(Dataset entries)

****************

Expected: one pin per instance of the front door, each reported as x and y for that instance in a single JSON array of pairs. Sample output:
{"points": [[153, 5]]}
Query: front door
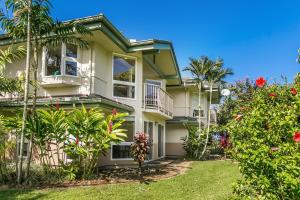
{"points": [[148, 128], [161, 141], [152, 95]]}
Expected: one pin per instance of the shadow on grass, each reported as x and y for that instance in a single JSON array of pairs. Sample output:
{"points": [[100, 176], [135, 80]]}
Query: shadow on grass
{"points": [[28, 194]]}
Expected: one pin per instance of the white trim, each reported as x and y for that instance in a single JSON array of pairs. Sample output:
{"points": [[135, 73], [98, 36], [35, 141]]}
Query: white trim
{"points": [[153, 129], [125, 143], [153, 80], [134, 84], [164, 142], [120, 144], [64, 58]]}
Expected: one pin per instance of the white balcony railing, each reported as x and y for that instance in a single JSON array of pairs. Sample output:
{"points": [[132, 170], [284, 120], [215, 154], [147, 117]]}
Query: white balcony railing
{"points": [[156, 99], [194, 112], [54, 81]]}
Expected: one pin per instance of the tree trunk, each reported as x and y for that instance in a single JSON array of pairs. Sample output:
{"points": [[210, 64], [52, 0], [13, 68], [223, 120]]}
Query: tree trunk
{"points": [[35, 73], [208, 119], [26, 92], [199, 108], [199, 116]]}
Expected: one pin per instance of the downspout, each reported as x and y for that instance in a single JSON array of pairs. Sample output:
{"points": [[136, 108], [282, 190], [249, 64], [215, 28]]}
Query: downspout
{"points": [[91, 70]]}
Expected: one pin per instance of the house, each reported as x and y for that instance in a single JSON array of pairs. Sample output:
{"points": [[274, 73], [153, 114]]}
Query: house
{"points": [[141, 77]]}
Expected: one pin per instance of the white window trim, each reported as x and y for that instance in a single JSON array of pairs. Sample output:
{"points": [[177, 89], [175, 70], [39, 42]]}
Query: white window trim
{"points": [[164, 144], [153, 129], [119, 144], [153, 80], [124, 82], [25, 141], [64, 58], [125, 143]]}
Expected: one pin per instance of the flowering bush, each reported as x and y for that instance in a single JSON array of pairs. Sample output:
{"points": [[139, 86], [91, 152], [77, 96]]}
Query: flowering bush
{"points": [[140, 148], [264, 133]]}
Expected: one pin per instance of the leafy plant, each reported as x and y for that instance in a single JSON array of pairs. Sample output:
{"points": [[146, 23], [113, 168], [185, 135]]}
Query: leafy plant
{"points": [[90, 134], [263, 132], [140, 148]]}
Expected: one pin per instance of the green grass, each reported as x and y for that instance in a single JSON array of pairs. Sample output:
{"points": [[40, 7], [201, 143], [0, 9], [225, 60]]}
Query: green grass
{"points": [[205, 180]]}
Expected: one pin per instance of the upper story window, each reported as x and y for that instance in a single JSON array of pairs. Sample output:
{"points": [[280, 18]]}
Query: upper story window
{"points": [[61, 60], [124, 76]]}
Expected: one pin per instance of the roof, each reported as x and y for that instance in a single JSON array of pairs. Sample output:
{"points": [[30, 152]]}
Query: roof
{"points": [[182, 120], [100, 22], [68, 101]]}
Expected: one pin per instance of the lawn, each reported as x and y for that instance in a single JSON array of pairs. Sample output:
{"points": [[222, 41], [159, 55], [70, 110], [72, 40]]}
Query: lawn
{"points": [[205, 180]]}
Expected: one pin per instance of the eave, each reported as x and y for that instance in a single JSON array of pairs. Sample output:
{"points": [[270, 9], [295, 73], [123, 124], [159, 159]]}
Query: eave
{"points": [[100, 22], [68, 102]]}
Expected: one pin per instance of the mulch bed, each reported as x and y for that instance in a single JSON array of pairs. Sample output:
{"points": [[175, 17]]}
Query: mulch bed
{"points": [[127, 175]]}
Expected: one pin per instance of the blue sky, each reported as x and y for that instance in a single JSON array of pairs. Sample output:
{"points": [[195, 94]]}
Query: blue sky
{"points": [[254, 37]]}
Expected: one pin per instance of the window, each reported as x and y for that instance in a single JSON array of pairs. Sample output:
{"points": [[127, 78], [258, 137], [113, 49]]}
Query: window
{"points": [[124, 77], [122, 150], [61, 60], [53, 61], [148, 128], [196, 113], [25, 149]]}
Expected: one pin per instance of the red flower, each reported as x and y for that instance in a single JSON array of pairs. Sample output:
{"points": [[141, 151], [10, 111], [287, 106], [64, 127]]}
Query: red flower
{"points": [[114, 112], [57, 104], [260, 82], [238, 117], [110, 126], [294, 91], [296, 137], [77, 140]]}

****************

- PROMPT
Word for word, give the entries back in full; the pictures do not belong in the copy.

- WRITTEN REPLY
Expected: one pin per instance of the front door, each reported as x and y for that instance in a single JSON array of pairs. Sample output:
{"points": [[153, 5]]}
Query: front door
{"points": [[148, 128], [161, 141], [152, 95]]}
Expected: one pin per instance of the shadow on grass, each reported as x and y for that instance in a single JSON array of pairs. Sample output:
{"points": [[100, 176], [135, 80]]}
Query: shadow on grass
{"points": [[28, 194]]}
Expected: one pin per instance of the white trim, each reported as x and y for that instance in a single JSON array of pairs. Sample output:
{"points": [[135, 73], [98, 36], [35, 141]]}
Query: white trim
{"points": [[153, 129], [125, 143], [153, 80], [134, 84], [164, 142], [120, 144], [64, 58]]}
Expected: one pin per instance of the white balcony railing, each reported as x and y for that instance in a single JSON array of pairs. Sample output:
{"points": [[132, 170], [284, 120], [215, 154], [147, 117]]}
Query: white balcony railing
{"points": [[156, 99], [194, 112], [54, 81]]}
Expected: one pin per instance of the tree trunk, each reported as x and y for that instance in a single JSON array of pairs. Sample output:
{"points": [[210, 64], [52, 0], [13, 68], [223, 120]]}
Query: tree trunk
{"points": [[35, 73], [208, 119], [26, 92], [199, 108], [199, 116]]}
Expected: one pin per instance of the downspout, each reported as x and y for that instance in a single JSON array of pairs. Sample output:
{"points": [[136, 108], [282, 190], [249, 64], [215, 28]]}
Query: downspout
{"points": [[91, 70]]}
Expected: one pin per instance of the house, each reported as x and y for that instance in a single JSON array of pairs. Sample output:
{"points": [[274, 73], [153, 114]]}
Query: house
{"points": [[141, 77]]}
Expected: one pin per instance of the white window trim, each reported as x and y for that instance in a single JSON array of pairs. Sample output:
{"points": [[177, 89], [175, 70], [39, 42]]}
Query: white window trim
{"points": [[164, 144], [153, 129], [119, 144], [153, 80], [124, 82], [25, 141], [64, 58], [125, 143]]}
Expected: one pin per instance of the flowering bush, each reported as x and y for that instance in a single JSON array of pairs. Sample output:
{"points": [[139, 86], [91, 152], [77, 96]]}
Query: flowering bush
{"points": [[140, 148], [264, 133]]}
Expected: one pin per instance of the leafy plant, each reported as x and y for that instance in a single JSON array of pairs. Sample output:
{"points": [[146, 23], [113, 168], [185, 135]]}
Query: leafy plant
{"points": [[90, 134], [263, 132], [140, 148]]}
Expected: one pin per instance of the green grass, each reported as x and y for that instance in a single JSON array of pairs. Sample output:
{"points": [[40, 7], [201, 143], [0, 9], [225, 60]]}
Query: green grass
{"points": [[205, 180]]}
Expected: one pin per instance of the upper story window, each reported as x and y for that instance in a single JSON array of pairs. Sample output:
{"points": [[280, 18]]}
Query: upper story window
{"points": [[61, 60], [124, 76]]}
Expected: one pin per instance of the roof, each reported as x and y for that instance in a single JSON array of pairs. Sample output:
{"points": [[30, 152]]}
Query: roof
{"points": [[182, 120], [100, 22], [68, 101]]}
Expected: one pin per instance of the lawn, each reported as x and y for that instance in a single JSON array of pairs. Sample output:
{"points": [[222, 41], [159, 55], [70, 110], [72, 40]]}
Query: lawn
{"points": [[205, 180]]}
Expected: one pin per instance of the eave, each reported as x and y for that instance in a single JSON array of pairs. Sample output:
{"points": [[270, 9], [295, 73], [123, 124], [159, 159]]}
Query: eave
{"points": [[100, 22], [68, 102]]}
Expected: one pin per instance of the mulch bed, each reported as x and y for that instance in a single JSON array of pairs. Sample output:
{"points": [[175, 17]]}
Query: mulch bed
{"points": [[127, 175]]}
Expected: one pin per instance of the blue sky, each reported as x and y for that instance in a single JSON array of pairs. Sample output:
{"points": [[195, 94]]}
Query: blue sky
{"points": [[254, 37]]}
Expected: one pin per instance of the window, each reported as x and y for that instance in a single JSON array of pairs. Sample output:
{"points": [[127, 78], [258, 137], [113, 49]]}
Query: window
{"points": [[124, 77], [122, 150], [61, 60], [53, 61], [148, 128], [196, 113], [25, 149]]}
Expected: one pin per instance of the red flower, each reported as x and y for that instance in a single JSON array of pairs. Sample output:
{"points": [[141, 151], [10, 111], [287, 106], [64, 127]]}
Query: red flower
{"points": [[114, 112], [57, 104], [260, 82], [238, 117], [110, 126], [294, 91], [296, 137], [77, 140]]}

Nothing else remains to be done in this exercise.